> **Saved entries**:

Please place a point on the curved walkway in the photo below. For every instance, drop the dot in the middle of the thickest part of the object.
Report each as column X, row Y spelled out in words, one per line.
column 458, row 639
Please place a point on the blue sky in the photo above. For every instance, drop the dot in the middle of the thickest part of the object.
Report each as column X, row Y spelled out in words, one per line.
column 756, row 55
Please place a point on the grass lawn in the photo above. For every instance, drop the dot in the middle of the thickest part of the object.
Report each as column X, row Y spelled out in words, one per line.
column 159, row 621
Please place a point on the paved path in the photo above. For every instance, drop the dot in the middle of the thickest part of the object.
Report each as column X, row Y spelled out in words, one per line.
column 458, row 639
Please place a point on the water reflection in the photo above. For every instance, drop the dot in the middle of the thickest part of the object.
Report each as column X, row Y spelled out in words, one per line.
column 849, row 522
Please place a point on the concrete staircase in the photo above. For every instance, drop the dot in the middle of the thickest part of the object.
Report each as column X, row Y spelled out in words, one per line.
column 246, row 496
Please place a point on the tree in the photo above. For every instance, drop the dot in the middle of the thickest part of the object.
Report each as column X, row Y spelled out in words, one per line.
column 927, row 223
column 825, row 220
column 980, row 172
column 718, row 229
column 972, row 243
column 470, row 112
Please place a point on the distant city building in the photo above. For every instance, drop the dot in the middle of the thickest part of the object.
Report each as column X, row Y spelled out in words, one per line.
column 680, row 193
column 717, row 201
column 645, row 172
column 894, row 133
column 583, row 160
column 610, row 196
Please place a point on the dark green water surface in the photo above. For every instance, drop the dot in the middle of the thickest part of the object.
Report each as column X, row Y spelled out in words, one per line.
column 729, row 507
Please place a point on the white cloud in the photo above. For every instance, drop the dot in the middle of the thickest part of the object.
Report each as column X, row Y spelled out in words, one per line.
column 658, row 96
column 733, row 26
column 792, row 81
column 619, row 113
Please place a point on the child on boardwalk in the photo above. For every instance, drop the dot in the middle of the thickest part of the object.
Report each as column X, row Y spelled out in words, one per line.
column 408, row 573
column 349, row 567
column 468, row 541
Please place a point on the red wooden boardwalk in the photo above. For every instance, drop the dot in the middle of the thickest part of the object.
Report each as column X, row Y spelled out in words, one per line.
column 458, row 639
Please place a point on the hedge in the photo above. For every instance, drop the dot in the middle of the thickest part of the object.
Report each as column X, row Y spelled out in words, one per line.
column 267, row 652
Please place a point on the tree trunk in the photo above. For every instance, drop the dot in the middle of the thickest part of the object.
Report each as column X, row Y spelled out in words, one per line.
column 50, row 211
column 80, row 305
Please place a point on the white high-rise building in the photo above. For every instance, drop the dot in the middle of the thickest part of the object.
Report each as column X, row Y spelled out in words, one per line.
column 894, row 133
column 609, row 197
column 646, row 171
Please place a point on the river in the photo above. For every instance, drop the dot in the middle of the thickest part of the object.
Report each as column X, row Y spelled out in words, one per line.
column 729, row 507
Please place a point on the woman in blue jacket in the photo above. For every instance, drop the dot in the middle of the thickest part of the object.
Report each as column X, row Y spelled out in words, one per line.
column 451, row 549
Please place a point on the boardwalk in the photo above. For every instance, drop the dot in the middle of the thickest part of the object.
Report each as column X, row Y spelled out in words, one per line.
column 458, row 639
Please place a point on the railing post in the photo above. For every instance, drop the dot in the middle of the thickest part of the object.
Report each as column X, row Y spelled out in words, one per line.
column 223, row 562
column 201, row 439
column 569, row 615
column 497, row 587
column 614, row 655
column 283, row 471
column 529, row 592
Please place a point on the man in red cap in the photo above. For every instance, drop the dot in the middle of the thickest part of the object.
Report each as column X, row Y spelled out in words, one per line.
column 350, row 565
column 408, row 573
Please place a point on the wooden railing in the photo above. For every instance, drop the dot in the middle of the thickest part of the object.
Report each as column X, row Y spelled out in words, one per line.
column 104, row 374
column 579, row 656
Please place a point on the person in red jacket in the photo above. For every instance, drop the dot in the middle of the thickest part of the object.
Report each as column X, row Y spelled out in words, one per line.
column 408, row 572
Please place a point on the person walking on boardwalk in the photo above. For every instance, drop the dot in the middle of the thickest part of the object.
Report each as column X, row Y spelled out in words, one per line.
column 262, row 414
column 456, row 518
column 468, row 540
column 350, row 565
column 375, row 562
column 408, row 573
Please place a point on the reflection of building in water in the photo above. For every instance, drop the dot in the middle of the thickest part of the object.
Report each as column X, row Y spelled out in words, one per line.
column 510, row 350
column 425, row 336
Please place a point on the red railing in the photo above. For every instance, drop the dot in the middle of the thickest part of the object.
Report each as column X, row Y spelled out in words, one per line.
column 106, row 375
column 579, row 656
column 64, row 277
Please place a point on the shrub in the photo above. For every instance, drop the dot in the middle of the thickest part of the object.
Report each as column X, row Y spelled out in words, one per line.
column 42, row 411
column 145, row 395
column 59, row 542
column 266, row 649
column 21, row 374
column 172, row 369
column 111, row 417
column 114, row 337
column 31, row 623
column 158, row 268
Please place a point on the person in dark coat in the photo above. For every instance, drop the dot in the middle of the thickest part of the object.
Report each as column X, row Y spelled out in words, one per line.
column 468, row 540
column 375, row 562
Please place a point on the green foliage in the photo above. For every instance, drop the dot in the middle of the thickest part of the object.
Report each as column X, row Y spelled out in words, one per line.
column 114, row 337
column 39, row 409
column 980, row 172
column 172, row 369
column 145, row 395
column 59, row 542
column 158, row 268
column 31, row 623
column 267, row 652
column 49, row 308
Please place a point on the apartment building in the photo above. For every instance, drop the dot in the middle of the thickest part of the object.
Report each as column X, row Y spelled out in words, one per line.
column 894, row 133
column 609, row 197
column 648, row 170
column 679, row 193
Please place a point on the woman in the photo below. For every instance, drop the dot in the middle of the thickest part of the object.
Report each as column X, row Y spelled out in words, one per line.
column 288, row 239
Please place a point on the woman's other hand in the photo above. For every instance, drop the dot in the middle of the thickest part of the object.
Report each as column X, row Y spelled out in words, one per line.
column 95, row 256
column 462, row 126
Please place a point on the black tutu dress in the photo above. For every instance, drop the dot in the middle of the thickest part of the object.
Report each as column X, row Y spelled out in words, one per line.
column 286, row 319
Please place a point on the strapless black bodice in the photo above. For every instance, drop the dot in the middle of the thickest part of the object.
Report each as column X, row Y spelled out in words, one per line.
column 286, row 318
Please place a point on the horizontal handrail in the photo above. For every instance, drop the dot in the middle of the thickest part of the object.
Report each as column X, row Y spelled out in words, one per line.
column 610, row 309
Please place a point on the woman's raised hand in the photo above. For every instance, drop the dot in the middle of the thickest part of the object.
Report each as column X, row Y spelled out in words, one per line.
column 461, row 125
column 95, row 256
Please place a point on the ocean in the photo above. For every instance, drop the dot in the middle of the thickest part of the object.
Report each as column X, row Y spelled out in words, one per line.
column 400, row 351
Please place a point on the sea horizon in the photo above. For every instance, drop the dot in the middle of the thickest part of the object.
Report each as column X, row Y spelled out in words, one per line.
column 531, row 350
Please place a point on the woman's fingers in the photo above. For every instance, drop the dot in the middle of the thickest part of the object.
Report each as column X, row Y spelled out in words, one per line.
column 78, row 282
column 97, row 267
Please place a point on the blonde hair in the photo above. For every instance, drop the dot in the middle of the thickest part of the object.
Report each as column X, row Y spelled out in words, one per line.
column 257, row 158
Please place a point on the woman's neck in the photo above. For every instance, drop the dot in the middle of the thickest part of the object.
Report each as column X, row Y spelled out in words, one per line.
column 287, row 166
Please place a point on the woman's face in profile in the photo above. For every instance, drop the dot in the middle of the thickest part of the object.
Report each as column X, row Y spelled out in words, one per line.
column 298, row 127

> **Activity**:
Each record should be given again exactly as it reads.

> **Response to the exercise**:
Please place a point on the curved walkway in the photo below. For every instance, drop the dot in the middle of the thickest part of the object.
Report each as column X, row Y spelled out in words, one per line.
column 458, row 639
Please place a point on the blue sky in the photo above. For every instance, drop the dot in the middle of the thickest part of the object.
Report each as column X, row Y spelled out in words, one per line.
column 756, row 55
Please place a point on the grass lawn in the photo above. For every instance, drop the dot in the middle of the thickest part of the object.
Report each as column X, row Y spelled out in words, one per line.
column 159, row 621
Please place a point on the paved path in the photo above. For every instance, drop the dot in the middle of the thickest part of the object.
Report each as column X, row Y spelled out in words, one per line.
column 458, row 639
Please place a point on the water reflection in the photo above. For every instance, drop the dot in the middle of the thickest part of the object.
Report each as column X, row Y spelled out in words, one per line.
column 849, row 522
Please place a point on the concrete staircase in the photo above. For every instance, drop the dot in the middle of the thickest part of the object.
Report each as column X, row Y spelled out in words, one per line.
column 246, row 496
Please place a point on the tree in the photo above. For every instance, drop the dot in the middle of the thickest part of the object.
Report each as column X, row Y spelled out in words, one per line.
column 927, row 223
column 825, row 220
column 980, row 172
column 718, row 229
column 972, row 243
column 470, row 112
Please place a point on the distant city building in the photo above. For every instance, drop the dot in the middle of the thickest part of the object.
Report each as column X, row Y spelled out in words, one per line.
column 680, row 193
column 717, row 201
column 645, row 172
column 894, row 133
column 583, row 160
column 610, row 196
Please place a point on the dark green water surface in the photo above. For every instance, drop the dot in the middle of the thickest part of the object.
Report each as column X, row Y spelled out in words, one per line.
column 729, row 507
Please place a point on the white cloud in the photo above. For every instance, drop the dot in the middle of the thickest part of the object.
Report each as column X, row Y spelled out in words, one per line.
column 658, row 96
column 733, row 26
column 792, row 81
column 619, row 113
Please place a point on the child on boardwalk in the photo above. For every instance, drop the dot in the middle of the thickest part of the object.
Report each as column X, row Y spelled out in words, one per line.
column 408, row 573
column 349, row 567
column 468, row 541
Please place a point on the red wooden boardwalk in the photo above. For every instance, drop the dot in the middle of the thickest part of the object.
Report each as column X, row Y spelled out in words, one per line.
column 458, row 639
Please place a point on the hedge in the photo above. For every instance, drop the dot in the middle of the thickest part of the object.
Report each as column X, row Y spelled out in words, one per line.
column 267, row 652
Please place a point on the tree trunk in the photo above. For every instance, drop the dot in the middle of the thickest part of the object.
Report each as column X, row Y spelled out in words, one per line.
column 50, row 211
column 80, row 305
Please place a point on the white high-rise building in the photo above. For every instance, drop the dot in the middle of the thickest part of the object.
Report each as column X, row Y spelled out in words, one per line.
column 894, row 133
column 609, row 197
column 646, row 171
Please place a point on the river in the photo above. For every instance, drop the dot in the middle of the thickest part of the object.
Report each as column X, row Y spelled out in words, one per line.
column 729, row 507
Please place a point on the woman in blue jacket in the photo above. For every instance, drop the dot in the middle of the thickest part of the object.
Report each as column X, row Y spelled out in words, one per line.
column 451, row 549
Please place a point on the boardwalk in the photo above. For every instance, drop the dot in the middle of the thickest part of the object.
Report each as column X, row Y spelled out in words, one per line.
column 458, row 639
Please place a point on the railing post in the photo above. For every instance, drop the dot in the middle of the thickest part of the object.
Report each as column X, row Y spelled out in words, one per line.
column 223, row 562
column 201, row 439
column 569, row 615
column 497, row 587
column 614, row 655
column 283, row 471
column 529, row 592
Please place a point on the man in red cap in the photo above. For every instance, drop the dot in the middle of the thickest part of the object.
Report each as column X, row Y spelled out in words, one per line.
column 350, row 565
column 408, row 573
Please place a point on the wooden railing in the photo above. For every instance, drop the dot in the middle of the thickest part of the object.
Report each as column X, row Y spelled out in words, one per line.
column 104, row 374
column 579, row 656
Please place a point on the person in red jacket in the photo above. For every instance, drop the dot in the middle of the thickest part of the object.
Report each as column X, row Y spelled out in words, one per line.
column 408, row 572
Please place a point on the person walking on boardwalk in the photo above. For every instance, drop the dot in the middle of the thickest part of the object.
Report each as column X, row Y spelled out in words, one per line.
column 262, row 414
column 456, row 518
column 468, row 540
column 350, row 565
column 375, row 562
column 408, row 573
Please place a point on the reflection of building in water in the photo above. For every instance, drop the dot in the middle of the thickest part of the object.
Report each as column X, row Y spelled out in words, one per line.
column 510, row 350
column 425, row 336
Please place a point on the red railing in the photo above. For every instance, drop the dot in the middle of the thickest part of the object.
Report each as column X, row Y spelled out in words, one per line.
column 106, row 375
column 579, row 656
column 64, row 277
Please place a point on the shrub in the photo above. For every instance, drop the dot in the middle of the thickest part of the object.
Report each as column X, row Y spelled out in words, one per line.
column 42, row 411
column 145, row 395
column 59, row 542
column 266, row 649
column 21, row 374
column 172, row 369
column 111, row 417
column 114, row 337
column 31, row 623
column 158, row 268
Please place a point on the person in dark coat in the photo above. For every instance, drop the dot in the middle of the thickest part of the object.
Report each as column X, row Y spelled out in words, one per line.
column 468, row 540
column 375, row 562
Please place a point on the green foliage in the photo above. For every instance, drop the dot in the middle of the thickest part of the object.
Report each as column X, row Y spelled out in words, one per line.
column 114, row 337
column 39, row 409
column 980, row 172
column 172, row 369
column 145, row 395
column 59, row 542
column 158, row 268
column 31, row 623
column 267, row 652
column 49, row 308
Please place a point on the apartment building in the photo above. For every instance, drop the dot in the middle of the thickest part of the object.
Report each as column X, row Y spelled out in words, one per line.
column 894, row 133
column 609, row 197
column 648, row 170
column 679, row 193
Please place a point on the woman in the photo below. For every instance, drop the dot in the middle of the thickest part of the object.
Report each as column X, row Y spelled out in words, one per line.
column 288, row 239
Please place a point on the woman's other hand in the photo above. For every instance, drop the dot in the middle of the thickest part of the object.
Report each as column X, row Y spelled out in words, one per line.
column 95, row 256
column 462, row 126
Please place a point on the black tutu dress in the photo above. For every instance, drop the dot in the middle of the thickest part of the object.
Report each as column X, row Y spelled out in words, one per line.
column 286, row 319
Please place a point on the strapless black bodice in the photo above. For every instance, drop the dot in the middle of the thickest part of the object.
Report each as column X, row Y spelled out in words, one per line.
column 286, row 318
Please place a point on the horizontal handrail in the photo above. For every instance, drop the dot in the middle of the thickest part of the object.
Report each as column X, row Y spelled out in words, one per line.
column 610, row 309
Please place a point on the woman's raised hand in the photo above. For every instance, drop the dot in the middle of the thickest part of the object.
Report each as column X, row Y spelled out in words, one per line.
column 461, row 125
column 95, row 256
Please place a point on the ocean in the photo above. For every instance, drop the dot in the middle of the thickest part of the object.
Report each as column X, row Y spelled out in words, one per line.
column 400, row 351
Please place a point on the sea horizon in the photo above. For every instance, drop the dot in the middle of the thickest part of the object.
Report each as column X, row Y spelled out in words, one per line.
column 531, row 350
Please place a point on the woman's fingers in the photo above. For every instance, drop the dot in the middle of the thickest part of the object.
Report each as column X, row Y spelled out in words, one per line.
column 78, row 282
column 97, row 267
Please place a point on the blonde hair in the photo above. For every instance, drop the dot in the middle of the thickest part of the object.
Report each as column X, row Y spelled out in words, one per line.
column 257, row 158
Please place a point on the woman's neck in the photo above. For every instance, drop the dot in the middle of the thickest part of the object.
Report each as column X, row Y spelled out in words, one per line.
column 287, row 166
Please place a point on the woman's face in profile in the photo above. For every instance, drop the dot in the middle of the thickest part of the object.
Report each as column X, row Y spelled out in words, one per line.
column 298, row 127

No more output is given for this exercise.